**EXERCISE:**
Return each of the records below verbatim, from the first line to the last, and leave out the pictures.

====== EXERCISE DATA

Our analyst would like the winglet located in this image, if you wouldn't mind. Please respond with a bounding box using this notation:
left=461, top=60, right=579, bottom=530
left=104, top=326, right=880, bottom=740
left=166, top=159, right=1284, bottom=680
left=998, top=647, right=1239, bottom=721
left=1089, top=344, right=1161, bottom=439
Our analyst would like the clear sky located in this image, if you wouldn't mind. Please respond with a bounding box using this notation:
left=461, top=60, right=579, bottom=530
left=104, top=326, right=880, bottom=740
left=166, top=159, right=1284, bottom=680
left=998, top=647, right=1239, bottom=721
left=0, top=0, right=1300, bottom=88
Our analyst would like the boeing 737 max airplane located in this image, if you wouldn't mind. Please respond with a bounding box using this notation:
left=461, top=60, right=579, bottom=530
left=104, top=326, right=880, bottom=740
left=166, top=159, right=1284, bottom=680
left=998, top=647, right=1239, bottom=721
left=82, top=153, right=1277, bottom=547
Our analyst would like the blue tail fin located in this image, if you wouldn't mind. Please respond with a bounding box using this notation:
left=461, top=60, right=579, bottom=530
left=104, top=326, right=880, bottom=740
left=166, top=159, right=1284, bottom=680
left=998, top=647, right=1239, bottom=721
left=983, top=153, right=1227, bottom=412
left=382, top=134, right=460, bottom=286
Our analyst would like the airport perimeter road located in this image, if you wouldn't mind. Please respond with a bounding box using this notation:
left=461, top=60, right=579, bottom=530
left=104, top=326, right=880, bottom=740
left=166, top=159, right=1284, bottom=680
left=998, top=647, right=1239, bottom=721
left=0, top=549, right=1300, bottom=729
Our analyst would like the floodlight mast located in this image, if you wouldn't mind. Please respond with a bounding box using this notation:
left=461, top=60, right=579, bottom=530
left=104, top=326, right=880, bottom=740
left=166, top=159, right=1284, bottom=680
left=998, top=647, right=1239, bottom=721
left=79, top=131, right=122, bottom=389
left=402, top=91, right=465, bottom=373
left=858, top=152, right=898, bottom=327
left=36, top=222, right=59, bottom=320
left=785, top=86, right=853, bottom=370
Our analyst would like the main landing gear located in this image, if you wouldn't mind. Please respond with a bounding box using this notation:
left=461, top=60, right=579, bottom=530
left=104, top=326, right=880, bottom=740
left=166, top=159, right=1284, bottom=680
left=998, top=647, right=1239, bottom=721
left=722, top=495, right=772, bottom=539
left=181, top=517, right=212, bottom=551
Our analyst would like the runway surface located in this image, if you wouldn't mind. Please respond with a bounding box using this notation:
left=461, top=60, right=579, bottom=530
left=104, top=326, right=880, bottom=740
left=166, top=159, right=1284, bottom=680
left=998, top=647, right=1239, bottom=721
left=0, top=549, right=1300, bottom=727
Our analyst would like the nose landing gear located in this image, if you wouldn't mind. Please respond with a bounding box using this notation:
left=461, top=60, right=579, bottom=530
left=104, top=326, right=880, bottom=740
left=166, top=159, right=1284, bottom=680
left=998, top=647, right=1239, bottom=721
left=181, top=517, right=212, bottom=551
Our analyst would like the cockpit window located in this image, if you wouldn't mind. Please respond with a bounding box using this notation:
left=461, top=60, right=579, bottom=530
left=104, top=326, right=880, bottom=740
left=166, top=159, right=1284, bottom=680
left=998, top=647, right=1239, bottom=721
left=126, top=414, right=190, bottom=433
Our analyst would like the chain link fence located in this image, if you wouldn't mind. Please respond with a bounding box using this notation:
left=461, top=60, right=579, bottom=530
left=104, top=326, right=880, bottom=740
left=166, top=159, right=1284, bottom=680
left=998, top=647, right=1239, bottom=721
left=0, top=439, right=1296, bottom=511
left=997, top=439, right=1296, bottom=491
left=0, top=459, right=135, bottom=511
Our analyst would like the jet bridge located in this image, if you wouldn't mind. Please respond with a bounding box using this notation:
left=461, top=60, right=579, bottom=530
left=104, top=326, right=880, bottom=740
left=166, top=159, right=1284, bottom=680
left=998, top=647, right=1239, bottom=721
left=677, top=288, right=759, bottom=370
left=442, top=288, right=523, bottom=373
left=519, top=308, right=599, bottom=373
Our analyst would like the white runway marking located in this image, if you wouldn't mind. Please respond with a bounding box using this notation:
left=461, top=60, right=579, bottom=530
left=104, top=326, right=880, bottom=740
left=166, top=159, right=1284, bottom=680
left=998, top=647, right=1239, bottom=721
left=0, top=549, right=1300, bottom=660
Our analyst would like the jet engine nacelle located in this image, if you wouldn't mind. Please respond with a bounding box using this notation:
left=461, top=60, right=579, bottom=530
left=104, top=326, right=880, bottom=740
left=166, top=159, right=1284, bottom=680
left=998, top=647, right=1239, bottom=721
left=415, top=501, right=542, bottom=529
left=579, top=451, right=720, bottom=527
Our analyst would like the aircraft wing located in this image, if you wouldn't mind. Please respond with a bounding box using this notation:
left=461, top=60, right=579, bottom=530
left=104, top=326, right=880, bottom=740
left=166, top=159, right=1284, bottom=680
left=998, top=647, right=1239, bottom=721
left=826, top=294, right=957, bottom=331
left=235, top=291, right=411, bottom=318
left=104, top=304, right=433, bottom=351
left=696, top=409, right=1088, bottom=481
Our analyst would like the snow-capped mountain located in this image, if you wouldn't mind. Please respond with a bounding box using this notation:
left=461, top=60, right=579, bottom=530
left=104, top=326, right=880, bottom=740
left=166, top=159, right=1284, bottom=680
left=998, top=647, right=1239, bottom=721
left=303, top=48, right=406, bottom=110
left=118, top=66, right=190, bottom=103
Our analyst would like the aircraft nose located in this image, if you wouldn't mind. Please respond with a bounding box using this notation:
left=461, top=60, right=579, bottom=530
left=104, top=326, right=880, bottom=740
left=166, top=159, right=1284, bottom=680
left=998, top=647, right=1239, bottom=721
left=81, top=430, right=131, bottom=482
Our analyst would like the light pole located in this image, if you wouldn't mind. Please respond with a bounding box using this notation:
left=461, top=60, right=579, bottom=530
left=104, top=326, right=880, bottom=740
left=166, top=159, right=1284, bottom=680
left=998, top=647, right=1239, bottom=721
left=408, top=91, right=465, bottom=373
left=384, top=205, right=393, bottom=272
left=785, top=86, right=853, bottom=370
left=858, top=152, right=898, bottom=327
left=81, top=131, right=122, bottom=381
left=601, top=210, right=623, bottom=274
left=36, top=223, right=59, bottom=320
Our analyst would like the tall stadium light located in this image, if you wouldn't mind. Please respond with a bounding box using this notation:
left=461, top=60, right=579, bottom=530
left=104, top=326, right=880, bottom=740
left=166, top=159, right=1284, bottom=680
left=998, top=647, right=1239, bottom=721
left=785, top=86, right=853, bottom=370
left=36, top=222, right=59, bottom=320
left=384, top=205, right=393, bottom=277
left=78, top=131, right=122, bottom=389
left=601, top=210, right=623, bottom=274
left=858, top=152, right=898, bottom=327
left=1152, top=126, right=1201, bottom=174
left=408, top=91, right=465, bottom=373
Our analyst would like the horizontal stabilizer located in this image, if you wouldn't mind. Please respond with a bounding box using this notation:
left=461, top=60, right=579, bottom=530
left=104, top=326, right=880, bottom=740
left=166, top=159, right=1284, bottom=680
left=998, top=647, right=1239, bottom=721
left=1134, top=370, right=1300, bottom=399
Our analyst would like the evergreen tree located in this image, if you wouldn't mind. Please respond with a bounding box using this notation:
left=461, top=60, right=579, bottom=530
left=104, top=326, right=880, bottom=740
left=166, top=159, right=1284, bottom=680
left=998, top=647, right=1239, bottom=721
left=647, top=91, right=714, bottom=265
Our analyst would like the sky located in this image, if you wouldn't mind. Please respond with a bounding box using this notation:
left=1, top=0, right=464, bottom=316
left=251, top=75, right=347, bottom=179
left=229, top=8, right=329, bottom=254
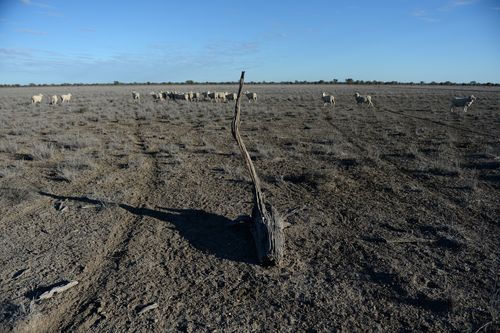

============

**WRITTEN SOLUTION:**
Our analyst would like the winglet located in this image, if you wouldn't mind. Please respond with a bounding box using this notation:
left=461, top=60, right=579, bottom=530
left=104, top=326, right=880, bottom=740
left=166, top=159, right=1284, bottom=680
left=998, top=647, right=1239, bottom=721
left=1089, top=344, right=1161, bottom=439
Our analyst would like the clear sky located in this image, if you wouldn't mind. Please respond with a bounding box using this notation:
left=461, top=60, right=579, bottom=530
left=104, top=326, right=880, bottom=740
left=166, top=159, right=1284, bottom=680
left=998, top=647, right=1239, bottom=721
left=0, top=0, right=1300, bottom=88
Our analyst would like the boeing 737 max airplane located in this image, if you wouldn't mind. Please respond with a bounding box using this notation:
left=461, top=60, right=579, bottom=530
left=104, top=326, right=880, bottom=740
left=166, top=159, right=1284, bottom=680
left=998, top=647, right=1239, bottom=721
left=82, top=153, right=1277, bottom=547
Our analyst would like the blue tail fin located in this image, if you wouldn't mind. Please respond with a bounding box using this notation:
left=461, top=60, right=579, bottom=530
left=104, top=326, right=880, bottom=740
left=166, top=159, right=1284, bottom=680
left=998, top=647, right=1239, bottom=721
left=983, top=153, right=1227, bottom=412
left=382, top=134, right=460, bottom=286
Our analyst would like the airport perimeter road located in this image, if you wouldn't mind. Please respond with a bounding box using this notation:
left=461, top=60, right=579, bottom=530
left=104, top=326, right=880, bottom=740
left=166, top=159, right=1284, bottom=680
left=998, top=647, right=1239, bottom=721
left=0, top=549, right=1300, bottom=729
Our analyst would like the floodlight mast located in this image, if you wouldn't mind. Please respond with a bounding box using this notation:
left=461, top=60, right=579, bottom=530
left=104, top=326, right=880, bottom=740
left=166, top=159, right=1284, bottom=680
left=998, top=647, right=1239, bottom=721
left=79, top=131, right=122, bottom=389
left=402, top=91, right=465, bottom=373
left=858, top=152, right=898, bottom=327
left=36, top=222, right=59, bottom=320
left=785, top=86, right=853, bottom=370
Our analyst would like the main landing gear located in this image, if you wouldn't mind. Please respond with a bounding box using this notation:
left=461, top=60, right=579, bottom=530
left=104, top=326, right=880, bottom=740
left=166, top=159, right=1284, bottom=680
left=998, top=647, right=1239, bottom=721
left=722, top=495, right=772, bottom=539
left=181, top=517, right=212, bottom=551
Our analyst would like the runway surface located in this image, if you wouldn't mind. Please respond with a bounding box using this notation:
left=461, top=60, right=579, bottom=530
left=104, top=326, right=880, bottom=740
left=166, top=159, right=1284, bottom=680
left=998, top=647, right=1239, bottom=721
left=0, top=549, right=1300, bottom=727
Our analyst would like the nose landing gear located in this image, if you wouldn't mind. Please respond with a bounding box using this notation:
left=461, top=60, right=579, bottom=530
left=104, top=326, right=880, bottom=740
left=166, top=159, right=1284, bottom=680
left=998, top=647, right=1239, bottom=721
left=181, top=517, right=212, bottom=551
Our analyst would like the cockpit window located in this image, if you wouldn't mind. Please respond with a bounding box using this notation:
left=461, top=60, right=579, bottom=530
left=104, top=326, right=880, bottom=740
left=166, top=159, right=1284, bottom=680
left=998, top=647, right=1239, bottom=721
left=126, top=414, right=190, bottom=433
Our analyst would like the chain link fence located in this image, if you wouldn't mind. Please respond with a bounding box using this notation:
left=461, top=60, right=579, bottom=530
left=104, top=326, right=880, bottom=740
left=166, top=159, right=1284, bottom=680
left=998, top=647, right=1239, bottom=721
left=0, top=439, right=1296, bottom=511
left=997, top=439, right=1296, bottom=491
left=0, top=459, right=135, bottom=511
Our analyst would like the jet bridge located in this image, if you wouldn't mind. Please respond with a bounding box using this notation:
left=461, top=60, right=579, bottom=530
left=104, top=326, right=880, bottom=740
left=166, top=159, right=1284, bottom=680
left=998, top=647, right=1239, bottom=721
left=677, top=288, right=759, bottom=370
left=442, top=288, right=523, bottom=373
left=519, top=308, right=599, bottom=373
Our analyst would like the white runway marking located in this image, if you wouldn't mind. Please respond with a bounding box using this notation:
left=461, top=60, right=579, bottom=530
left=104, top=326, right=880, bottom=740
left=166, top=159, right=1284, bottom=680
left=998, top=647, right=1239, bottom=721
left=0, top=549, right=1300, bottom=660
Our analyst would like the jet engine nacelle located in this image, if you wouldn't mind. Please respond with a bounding box using this notation:
left=461, top=60, right=579, bottom=530
left=104, top=326, right=880, bottom=740
left=166, top=159, right=1284, bottom=680
left=998, top=647, right=1239, bottom=721
left=415, top=501, right=542, bottom=529
left=579, top=451, right=720, bottom=527
Our analyst would like the aircraft wing located in this image, if you wouldn't mind. Please respond with a bounding box using this notation:
left=461, top=60, right=579, bottom=530
left=104, top=326, right=880, bottom=740
left=166, top=159, right=1284, bottom=680
left=998, top=647, right=1239, bottom=721
left=826, top=294, right=957, bottom=331
left=235, top=291, right=411, bottom=318
left=104, top=304, right=433, bottom=351
left=696, top=409, right=1088, bottom=481
Our analyst would like the snow-capped mountain located in this image, if you wouldn't mind. Please respond with a bounding box using this notation:
left=461, top=60, right=579, bottom=530
left=104, top=326, right=880, bottom=740
left=166, top=159, right=1284, bottom=680
left=998, top=647, right=1239, bottom=721
left=303, top=48, right=406, bottom=110
left=118, top=66, right=190, bottom=103
Our analyst would like the aircraft nose located in this image, if you wouldn't mind. Please respond with a bounding box using this notation:
left=461, top=60, right=579, bottom=530
left=104, top=326, right=880, bottom=740
left=166, top=159, right=1284, bottom=680
left=998, top=647, right=1239, bottom=721
left=81, top=430, right=131, bottom=482
Our analyst would like the light pole located in this image, if you wouldn't mind. Please respond with a bounding box using this notation:
left=461, top=60, right=579, bottom=530
left=104, top=326, right=880, bottom=740
left=166, top=159, right=1284, bottom=680
left=998, top=647, right=1239, bottom=721
left=408, top=91, right=465, bottom=373
left=384, top=205, right=393, bottom=272
left=785, top=86, right=853, bottom=370
left=858, top=152, right=898, bottom=327
left=81, top=131, right=122, bottom=381
left=601, top=210, right=623, bottom=274
left=36, top=223, right=59, bottom=320
Our analyst would like the tall stadium light located in this image, if you wouldn't mind. Please respond with a bounding box using this notation:
left=461, top=60, right=579, bottom=530
left=104, top=326, right=880, bottom=740
left=166, top=159, right=1284, bottom=680
left=998, top=647, right=1239, bottom=721
left=785, top=86, right=853, bottom=370
left=36, top=222, right=59, bottom=320
left=384, top=205, right=393, bottom=277
left=78, top=131, right=122, bottom=389
left=601, top=210, right=623, bottom=274
left=858, top=152, right=898, bottom=327
left=1152, top=126, right=1201, bottom=174
left=408, top=91, right=465, bottom=373
Our analyst would like the horizontal stabilizer located in this image, if you wouldn't mind. Please respond with a bounding box using this notation:
left=461, top=60, right=579, bottom=530
left=104, top=326, right=880, bottom=740
left=166, top=159, right=1284, bottom=680
left=998, top=647, right=1239, bottom=721
left=1134, top=370, right=1300, bottom=399
Our analyst would like the evergreen tree located in this image, if you wouldn't mind. Please respond with a bounding box using this notation:
left=461, top=60, right=579, bottom=530
left=104, top=326, right=880, bottom=740
left=166, top=159, right=1284, bottom=680
left=998, top=647, right=1239, bottom=721
left=647, top=91, right=714, bottom=265
Our analyst would like the sky located in this image, if you wouldn't mind. Please respond with a bounding box using this notation:
left=1, top=0, right=464, bottom=316
left=251, top=75, right=347, bottom=179
left=229, top=8, right=329, bottom=254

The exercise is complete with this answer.